SELECTED TEXT -
[Begin]

Devin Timothy Soane Asiasi (born August 14, 1997) is an American football tight end for the Cincinnati Bengals of the National Football League (NFL). He played college football at UCLA. He was drafted by the New England Patriots in the third round of the 2020 NFL Draft.

High school career
Born in San Mateo, California and raised in the Shoreview community, Asiasi played high school football on both offense and defense at De La Salle High School in Concord, California. During his senior season, he hauled in 17 catches for 311 yards and five touchdowns on offense, and finished with 49 tackles, five pass breakups and four sacks on defense. He participated in the 2016 U.S. Army All-American Bowl.

He was rated as a four-star prospect by ESPN.com, Rivals.com, and Scout.com, and was ranked by ESPN as the No. 3 tight end in college football's incoming Class of 2016 and the No. 44 overall player in the 2016 ESPN 300.

College career

Michigan
Asiasi was personally recruited by Michigan head coach Jim Harbaugh during a visit to De La Salle High School in January 2016. On February 3, 2016, he committed to play college football for the Michigan Wolverines.

[End]

SET TASK 1 - From the entries, rewrite the lines between the one holding "point: one pixel per instance, each like <point>633,517</point>." and the one holding "<point>430,361</point>", inclusive, as a Markdown table with the columns No. and Line, skipping blank lines.

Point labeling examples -
[Begin]

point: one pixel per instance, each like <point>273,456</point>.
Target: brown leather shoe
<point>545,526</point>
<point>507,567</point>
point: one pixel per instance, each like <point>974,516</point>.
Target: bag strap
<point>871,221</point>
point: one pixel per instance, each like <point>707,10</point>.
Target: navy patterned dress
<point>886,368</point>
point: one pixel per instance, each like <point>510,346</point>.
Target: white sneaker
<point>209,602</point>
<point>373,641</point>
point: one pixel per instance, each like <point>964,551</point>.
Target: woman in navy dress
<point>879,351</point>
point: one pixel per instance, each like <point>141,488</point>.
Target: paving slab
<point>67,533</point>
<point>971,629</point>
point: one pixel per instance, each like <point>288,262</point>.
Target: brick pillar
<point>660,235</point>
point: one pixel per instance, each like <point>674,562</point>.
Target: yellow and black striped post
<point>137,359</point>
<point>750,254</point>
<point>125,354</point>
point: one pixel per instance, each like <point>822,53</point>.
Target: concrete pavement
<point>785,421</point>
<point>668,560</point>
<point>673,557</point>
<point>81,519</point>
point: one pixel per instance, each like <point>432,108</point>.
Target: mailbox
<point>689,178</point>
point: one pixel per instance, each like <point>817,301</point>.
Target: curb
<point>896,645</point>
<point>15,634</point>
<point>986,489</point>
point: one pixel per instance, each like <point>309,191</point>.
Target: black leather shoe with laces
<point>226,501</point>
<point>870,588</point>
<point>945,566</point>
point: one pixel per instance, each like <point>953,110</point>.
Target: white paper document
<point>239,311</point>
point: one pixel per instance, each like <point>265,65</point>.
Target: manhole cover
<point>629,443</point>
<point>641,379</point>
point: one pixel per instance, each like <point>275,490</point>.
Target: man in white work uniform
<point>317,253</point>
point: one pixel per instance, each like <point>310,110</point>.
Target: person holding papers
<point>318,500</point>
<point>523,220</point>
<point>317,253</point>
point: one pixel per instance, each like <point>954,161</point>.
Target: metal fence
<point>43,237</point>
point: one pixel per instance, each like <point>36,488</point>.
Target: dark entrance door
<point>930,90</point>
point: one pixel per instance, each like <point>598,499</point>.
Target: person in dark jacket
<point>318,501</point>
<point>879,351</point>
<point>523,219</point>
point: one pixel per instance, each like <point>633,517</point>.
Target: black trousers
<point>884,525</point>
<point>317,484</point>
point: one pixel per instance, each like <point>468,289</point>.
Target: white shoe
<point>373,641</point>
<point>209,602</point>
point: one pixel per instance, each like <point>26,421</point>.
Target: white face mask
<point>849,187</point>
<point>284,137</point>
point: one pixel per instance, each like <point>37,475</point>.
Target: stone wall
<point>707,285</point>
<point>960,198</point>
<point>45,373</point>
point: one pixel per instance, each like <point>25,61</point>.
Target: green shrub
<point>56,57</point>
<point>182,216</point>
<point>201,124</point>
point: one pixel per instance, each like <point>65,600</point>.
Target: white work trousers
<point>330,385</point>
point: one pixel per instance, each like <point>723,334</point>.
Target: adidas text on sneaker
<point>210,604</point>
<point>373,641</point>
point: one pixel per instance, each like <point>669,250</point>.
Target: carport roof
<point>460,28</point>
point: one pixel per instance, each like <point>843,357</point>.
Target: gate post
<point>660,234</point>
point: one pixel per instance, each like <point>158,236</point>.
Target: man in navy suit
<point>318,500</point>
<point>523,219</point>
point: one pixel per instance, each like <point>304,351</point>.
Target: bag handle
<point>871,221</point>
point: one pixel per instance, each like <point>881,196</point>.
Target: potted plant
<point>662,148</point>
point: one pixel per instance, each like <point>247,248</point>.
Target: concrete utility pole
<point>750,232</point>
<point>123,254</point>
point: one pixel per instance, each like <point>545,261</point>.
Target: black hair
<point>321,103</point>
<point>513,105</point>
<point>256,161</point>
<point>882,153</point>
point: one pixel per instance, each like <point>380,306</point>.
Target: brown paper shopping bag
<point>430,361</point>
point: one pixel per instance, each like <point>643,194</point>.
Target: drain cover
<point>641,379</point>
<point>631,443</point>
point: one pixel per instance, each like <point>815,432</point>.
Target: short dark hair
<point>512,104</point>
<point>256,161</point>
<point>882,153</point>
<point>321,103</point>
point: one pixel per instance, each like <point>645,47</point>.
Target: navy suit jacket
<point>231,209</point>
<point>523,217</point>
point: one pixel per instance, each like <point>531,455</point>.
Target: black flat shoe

[End]

SET TASK 2 - Do these statements agree with the Devin Asiasi biography? (a) He was born in San Mateo, California. (b) ESPN ranked him as the No. 1 tight end in the Class of 2016. (c) The New England Patriots drafted him in the second round. Answer yes or no for each, quoting the words that decide it.

CORRECT RESPONSE 1 -
| No. | Line |
|---|---|
| 1 | point: one pixel per instance, each like <point>633,517</point>. |
| 2 | Target: black trousers |
| 3 | <point>884,525</point> |
| 4 | <point>317,484</point> |
| 5 | point: one pixel per instance, each like <point>468,289</point>. |
| 6 | Target: white shoe |
| 7 | <point>373,641</point> |
| 8 | <point>209,602</point> |
| 9 | point: one pixel per instance, each like <point>26,421</point>. |
| 10 | Target: white face mask |
| 11 | <point>849,187</point> |
| 12 | <point>284,137</point> |
| 13 | point: one pixel per instance, each like <point>37,475</point>. |
| 14 | Target: stone wall |
| 15 | <point>707,285</point> |
| 16 | <point>960,198</point> |
| 17 | <point>45,373</point> |
| 18 | point: one pixel per instance, each like <point>25,61</point>. |
| 19 | Target: green shrub |
| 20 | <point>56,57</point> |
| 21 | <point>182,216</point> |
| 22 | <point>201,124</point> |
| 23 | point: one pixel per instance, each like <point>65,600</point>. |
| 24 | Target: white work trousers |
| 25 | <point>330,385</point> |
| 26 | point: one pixel per instance, each like <point>723,334</point>. |
| 27 | Target: adidas text on sneaker |
| 28 | <point>210,604</point> |
| 29 | <point>373,641</point> |
| 30 | point: one pixel per instance, each like <point>669,250</point>. |
| 31 | Target: carport roof |
| 32 | <point>460,28</point> |
| 33 | point: one pixel per instance, each like <point>843,357</point>. |
| 34 | Target: gate post |
| 35 | <point>660,234</point> |
| 36 | point: one pixel per instance, each like <point>158,236</point>. |
| 37 | Target: man in navy suit |
| 38 | <point>318,500</point> |
| 39 | <point>523,219</point> |
| 40 | point: one pixel per instance, each like <point>304,351</point>. |
| 41 | Target: bag handle |
| 42 | <point>871,221</point> |
| 43 | point: one pixel per instance, each like <point>881,196</point>. |
| 44 | Target: potted plant |
| 45 | <point>662,148</point> |
| 46 | point: one pixel per instance, each like <point>247,248</point>. |
| 47 | Target: concrete utility pole |
| 48 | <point>750,232</point> |
| 49 | <point>123,254</point> |
| 50 | point: one pixel per instance, each like <point>545,261</point>. |
| 51 | Target: black hair |
| 52 | <point>321,103</point> |
| 53 | <point>513,105</point> |
| 54 | <point>256,161</point> |
| 55 | <point>882,153</point> |
| 56 | point: one pixel per instance, each like <point>380,306</point>. |
| 57 | Target: brown paper shopping bag |
| 58 | <point>430,361</point> |

CORRECT RESPONSE 2 -
(a) Yes: "Born in San Mateo, California"
(b) No: "ranked by ESPN as the No. 3 tight end in college football's incoming Class of 2016"
(c) No: "drafted by the New England Patriots in the third round of the 2020 NFL Draft"